Extract every line of the listing below without altering a single character, and leave the pictures out of your answer.

┌────────

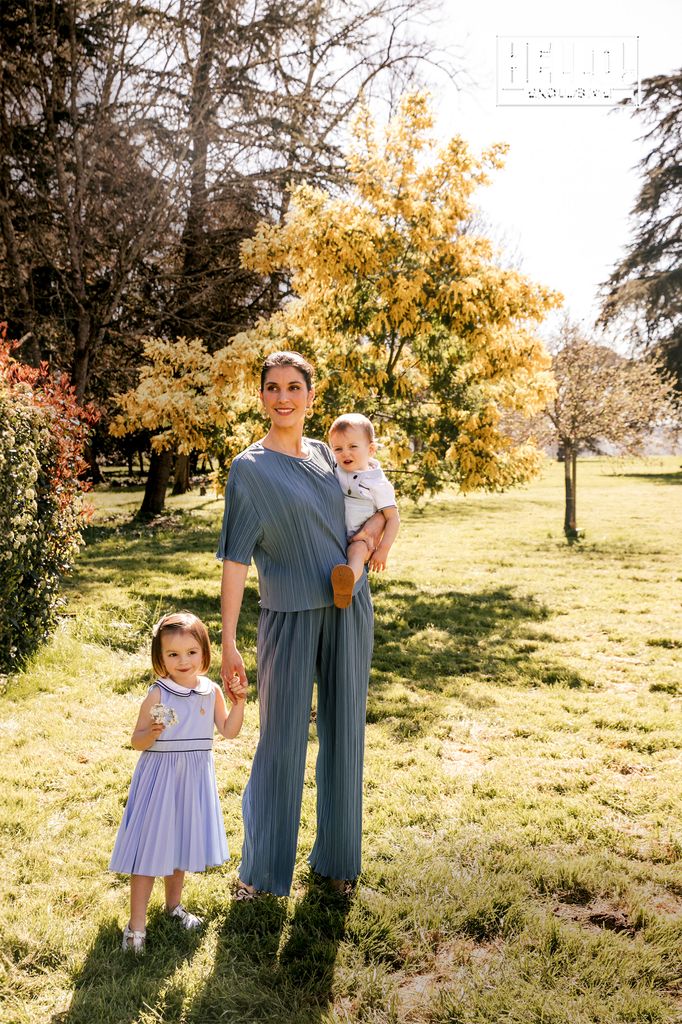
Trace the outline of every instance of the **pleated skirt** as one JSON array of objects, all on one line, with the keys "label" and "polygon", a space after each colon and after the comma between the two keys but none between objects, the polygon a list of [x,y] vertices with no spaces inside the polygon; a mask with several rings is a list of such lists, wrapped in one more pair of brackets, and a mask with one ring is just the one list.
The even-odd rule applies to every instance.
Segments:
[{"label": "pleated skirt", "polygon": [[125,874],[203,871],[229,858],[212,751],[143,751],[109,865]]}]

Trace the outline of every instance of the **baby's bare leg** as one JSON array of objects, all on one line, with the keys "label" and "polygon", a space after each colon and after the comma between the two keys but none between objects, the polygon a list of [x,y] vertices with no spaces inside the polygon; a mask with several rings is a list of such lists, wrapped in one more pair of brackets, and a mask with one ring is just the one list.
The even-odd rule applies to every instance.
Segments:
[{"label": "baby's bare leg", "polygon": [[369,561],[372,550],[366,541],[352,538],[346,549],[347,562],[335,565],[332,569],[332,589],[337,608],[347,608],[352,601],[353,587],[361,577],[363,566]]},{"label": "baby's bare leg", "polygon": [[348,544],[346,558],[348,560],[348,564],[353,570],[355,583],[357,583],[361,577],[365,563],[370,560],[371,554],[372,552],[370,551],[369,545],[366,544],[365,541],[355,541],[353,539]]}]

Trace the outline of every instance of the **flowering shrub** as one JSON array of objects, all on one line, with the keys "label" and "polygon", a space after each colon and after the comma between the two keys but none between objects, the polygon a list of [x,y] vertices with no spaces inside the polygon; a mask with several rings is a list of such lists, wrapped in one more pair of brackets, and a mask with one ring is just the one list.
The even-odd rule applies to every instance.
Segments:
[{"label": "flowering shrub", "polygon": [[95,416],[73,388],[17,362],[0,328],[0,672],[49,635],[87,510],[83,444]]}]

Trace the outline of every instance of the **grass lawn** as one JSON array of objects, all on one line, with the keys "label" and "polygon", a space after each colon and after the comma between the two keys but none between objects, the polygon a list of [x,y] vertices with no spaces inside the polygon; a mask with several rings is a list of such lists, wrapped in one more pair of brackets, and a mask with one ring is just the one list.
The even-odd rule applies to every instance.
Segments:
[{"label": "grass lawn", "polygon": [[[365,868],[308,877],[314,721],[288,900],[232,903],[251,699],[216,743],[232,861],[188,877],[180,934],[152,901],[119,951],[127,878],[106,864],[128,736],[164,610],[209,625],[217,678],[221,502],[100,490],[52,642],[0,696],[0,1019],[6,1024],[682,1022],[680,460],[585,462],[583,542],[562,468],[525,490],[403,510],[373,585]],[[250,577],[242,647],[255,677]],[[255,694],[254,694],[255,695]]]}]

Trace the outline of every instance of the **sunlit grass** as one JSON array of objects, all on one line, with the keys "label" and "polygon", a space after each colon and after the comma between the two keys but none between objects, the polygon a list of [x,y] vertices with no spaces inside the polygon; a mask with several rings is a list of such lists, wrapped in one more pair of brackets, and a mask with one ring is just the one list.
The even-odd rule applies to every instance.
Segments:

└────────

▶ _Complete answer_
Trace the outline of every instance of the **pleated skirt** as one JSON array of objects, all on one line, with the keys "label" and "polygon", a space after each colon and after the comma between the two keys but none between objects, the polygon a list of [x,y] vertices with no spaces inside the polygon; a mask with several rings is a list of such lists, wrapped in one more pair of brackets, and a mask with one ring is just the one list.
The even-odd rule applies to every instance.
Segments:
[{"label": "pleated skirt", "polygon": [[125,874],[203,871],[229,858],[212,751],[143,751],[109,865]]}]

Trace the outline of every instance of the **baby's bare leg** as one JSON array of objects, all on one line, with the keys "label" and "polygon", a space after each colon and after the comma between the two keys but none between objects, the polygon a list of [x,y] vertices with no spaces inside the polygon; a mask with several rings is a list of such lists, wrapped in one more pair of brackets, and a mask with one ring is just the one list.
The even-odd rule applies to every instance.
Segments:
[{"label": "baby's bare leg", "polygon": [[369,561],[372,550],[366,541],[352,538],[346,549],[347,562],[335,565],[332,569],[332,589],[337,608],[347,608],[352,601],[353,587],[361,577],[363,566]]},{"label": "baby's bare leg", "polygon": [[348,544],[346,558],[348,560],[348,564],[353,570],[355,583],[357,583],[361,577],[365,563],[370,560],[371,554],[372,552],[370,551],[369,545],[366,544],[365,541],[355,541],[353,539]]}]

Trace the outline of every instance of the **flowering shrub** as one JSON array of objects, all on one line, with the keys "label" and "polygon", a space after each colon and after the comma between the two keys but none between objects, the polygon a list of [x,y] vertices with no spaces inside the polygon; a mask with several rings is a list of such lists, wrapped in one more pair of brackets, and a mask with one ring is just the one list.
The even-odd rule applies to every instance.
Segments:
[{"label": "flowering shrub", "polygon": [[95,416],[73,388],[17,362],[0,328],[0,672],[49,635],[87,510],[83,444]]}]

Trace the outline of every instance of the **grass lawn** as one JSON array of objects, all on one line, with the keys "label" and "polygon", a space after each colon and after the comma between the two keys but none between objects, the polygon a list of [x,y] vertices with no spaces inside the polygon; a mask with several rings is a list of such lists, wrapped in one more pair of brackets, and a mask with one ring is just the one list.
The even-odd rule applies to every instance.
Segments:
[{"label": "grass lawn", "polygon": [[[365,868],[308,877],[314,721],[288,900],[232,903],[251,699],[216,743],[232,861],[188,877],[180,934],[152,901],[119,951],[127,878],[106,864],[128,736],[164,610],[209,625],[217,678],[221,502],[100,490],[52,642],[0,696],[0,1019],[6,1024],[682,1022],[680,460],[585,462],[583,542],[562,468],[525,490],[403,510],[373,585]],[[250,577],[242,647],[255,677]],[[255,694],[254,694],[255,695]]]}]

Trace the outline of every instance of the **sunlit grass** as one JSON array of objects, all on one line, with the keys "label" and "polygon", a space after each colon and after the comma between the two keys but none between objects, the polygon a list of [x,y] vertices with no spaces inside the polygon; a mask with several rings is a list of such lists, wrapped in one more pair of brackets, and a mask with one ring is just the one list.
The even-odd rule applies to every instance.
Segments:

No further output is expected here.